(begin)

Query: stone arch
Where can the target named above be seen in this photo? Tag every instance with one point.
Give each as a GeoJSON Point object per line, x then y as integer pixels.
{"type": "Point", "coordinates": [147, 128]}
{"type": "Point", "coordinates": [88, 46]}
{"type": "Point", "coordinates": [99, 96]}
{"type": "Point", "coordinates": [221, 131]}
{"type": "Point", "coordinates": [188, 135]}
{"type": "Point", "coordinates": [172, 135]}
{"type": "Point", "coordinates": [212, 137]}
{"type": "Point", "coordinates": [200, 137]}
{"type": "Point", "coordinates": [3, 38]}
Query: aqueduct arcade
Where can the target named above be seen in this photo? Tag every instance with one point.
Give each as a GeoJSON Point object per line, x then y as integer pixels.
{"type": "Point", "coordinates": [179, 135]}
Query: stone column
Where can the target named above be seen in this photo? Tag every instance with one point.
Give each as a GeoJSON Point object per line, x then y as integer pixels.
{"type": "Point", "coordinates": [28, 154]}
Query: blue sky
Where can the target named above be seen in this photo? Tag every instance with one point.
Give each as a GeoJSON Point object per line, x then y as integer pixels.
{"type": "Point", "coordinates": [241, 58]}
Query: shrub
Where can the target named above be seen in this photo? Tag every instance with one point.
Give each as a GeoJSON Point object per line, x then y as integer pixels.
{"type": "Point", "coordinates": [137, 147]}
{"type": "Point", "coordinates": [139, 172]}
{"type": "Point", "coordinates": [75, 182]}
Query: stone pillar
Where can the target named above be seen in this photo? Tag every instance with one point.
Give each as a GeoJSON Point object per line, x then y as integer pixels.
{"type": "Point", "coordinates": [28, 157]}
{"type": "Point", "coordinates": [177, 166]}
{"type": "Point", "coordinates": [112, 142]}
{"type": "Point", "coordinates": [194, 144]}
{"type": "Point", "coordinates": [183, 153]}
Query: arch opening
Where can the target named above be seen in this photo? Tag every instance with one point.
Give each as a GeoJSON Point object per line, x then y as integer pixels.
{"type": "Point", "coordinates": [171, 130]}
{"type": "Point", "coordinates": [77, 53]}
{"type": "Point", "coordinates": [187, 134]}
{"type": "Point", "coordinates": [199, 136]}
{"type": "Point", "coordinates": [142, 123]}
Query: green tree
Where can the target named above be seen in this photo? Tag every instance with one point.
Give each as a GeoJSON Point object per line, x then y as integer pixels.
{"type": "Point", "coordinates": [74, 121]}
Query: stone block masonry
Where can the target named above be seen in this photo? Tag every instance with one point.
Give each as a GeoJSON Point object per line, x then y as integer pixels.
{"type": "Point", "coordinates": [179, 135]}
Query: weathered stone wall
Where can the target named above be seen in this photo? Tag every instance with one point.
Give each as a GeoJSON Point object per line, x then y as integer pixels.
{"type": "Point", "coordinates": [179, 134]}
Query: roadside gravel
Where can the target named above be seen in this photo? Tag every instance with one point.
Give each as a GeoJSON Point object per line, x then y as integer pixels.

(end)

→ **What you should do**:
Copy out every one of the records above word for word, with nothing changed.

→ **Result of the task**:
Query: stone arch
Where can the target named above be seen in this photo? Tag every instance with one point.
Give each as a GeoJSON Point object per line, x then y as integer pixels.
{"type": "Point", "coordinates": [147, 128]}
{"type": "Point", "coordinates": [88, 46]}
{"type": "Point", "coordinates": [99, 96]}
{"type": "Point", "coordinates": [221, 131]}
{"type": "Point", "coordinates": [188, 135]}
{"type": "Point", "coordinates": [172, 135]}
{"type": "Point", "coordinates": [212, 137]}
{"type": "Point", "coordinates": [200, 137]}
{"type": "Point", "coordinates": [3, 38]}
Query: aqueduct arcade
Where can the target named above be seen in this photo? Tag every instance with one point.
Give each as a GeoJSON Point object per line, x then y as integer pixels.
{"type": "Point", "coordinates": [179, 135]}
Query: stone column
Where can the target named above be seen in this photo? Tag every instance with one point.
Give each as a GeoJSON Point object per line, x then y as integer pixels.
{"type": "Point", "coordinates": [28, 154]}
Query: blue sky
Where can the target named above be seen in this photo? Tag every instance with one point.
Give each as a GeoJSON Point object per line, x then y as integer pixels.
{"type": "Point", "coordinates": [241, 58]}
Query: shrub
Where can the target named above be seen in this photo? Tag every instance with one point.
Give each as a GeoJSON Point object per line, x then y as integer pixels.
{"type": "Point", "coordinates": [137, 147]}
{"type": "Point", "coordinates": [139, 172]}
{"type": "Point", "coordinates": [75, 182]}
Query: stone pillar
Where can the target named above be seen in this photo? Tag every instance with one point.
Give each as a GeoJSON Point object per line, x then y as integer pixels.
{"type": "Point", "coordinates": [28, 157]}
{"type": "Point", "coordinates": [177, 166]}
{"type": "Point", "coordinates": [112, 142]}
{"type": "Point", "coordinates": [194, 144]}
{"type": "Point", "coordinates": [183, 153]}
Query: arch opening
Where can the target named above be seen in this photo? Tag every instance with one point.
Give each as a GeoJSON Point object per line, x then y as integer pixels.
{"type": "Point", "coordinates": [171, 130]}
{"type": "Point", "coordinates": [77, 53]}
{"type": "Point", "coordinates": [187, 134]}
{"type": "Point", "coordinates": [199, 136]}
{"type": "Point", "coordinates": [142, 123]}
Query: green tree
Where can the target named above be seen in this photo? Tag every instance with one point.
Give each as a GeoJSON Point object per line, x then y as integer pixels.
{"type": "Point", "coordinates": [74, 121]}
Query: stone block masonry
Where can the target named above be seen in this photo? Tag every instance with one point.
Give each as a GeoJSON Point object per line, x then y as integer pixels.
{"type": "Point", "coordinates": [179, 135]}
Query: weathered stone wall
Where can the target named above be seen in this photo? Tag every instance with one point.
Give each as a GeoJSON Point object per line, x then y as integer pixels.
{"type": "Point", "coordinates": [179, 134]}
Query: roadside gravel
Where can the target named above be seen in this photo? Tag every instance with one point.
Give each as a GeoJSON Point object per line, x then y as integer pixels.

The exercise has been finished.